Count how many lines in the data contain the word "gray", and give only that number.

**Provided information:**
## Start

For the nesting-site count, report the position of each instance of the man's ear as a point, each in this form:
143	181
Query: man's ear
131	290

## End
## Start

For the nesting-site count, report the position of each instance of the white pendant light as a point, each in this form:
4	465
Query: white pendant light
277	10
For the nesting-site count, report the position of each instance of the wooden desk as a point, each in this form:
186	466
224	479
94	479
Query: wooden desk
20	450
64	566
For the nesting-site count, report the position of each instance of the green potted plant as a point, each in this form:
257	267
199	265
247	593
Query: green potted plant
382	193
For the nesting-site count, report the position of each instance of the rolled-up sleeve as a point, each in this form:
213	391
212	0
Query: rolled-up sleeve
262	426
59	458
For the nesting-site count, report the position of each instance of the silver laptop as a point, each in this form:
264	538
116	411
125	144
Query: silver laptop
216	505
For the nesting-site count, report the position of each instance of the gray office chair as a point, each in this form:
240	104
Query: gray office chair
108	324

## End
## Start

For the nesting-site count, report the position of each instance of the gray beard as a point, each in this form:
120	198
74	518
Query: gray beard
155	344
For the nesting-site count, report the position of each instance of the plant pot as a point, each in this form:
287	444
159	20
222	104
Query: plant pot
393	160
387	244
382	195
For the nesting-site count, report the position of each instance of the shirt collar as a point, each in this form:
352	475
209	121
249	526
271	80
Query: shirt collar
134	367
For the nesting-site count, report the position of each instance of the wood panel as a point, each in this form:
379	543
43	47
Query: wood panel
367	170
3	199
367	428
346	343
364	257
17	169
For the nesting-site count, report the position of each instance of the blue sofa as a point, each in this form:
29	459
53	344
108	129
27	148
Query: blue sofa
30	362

## End

**Written solution:**
4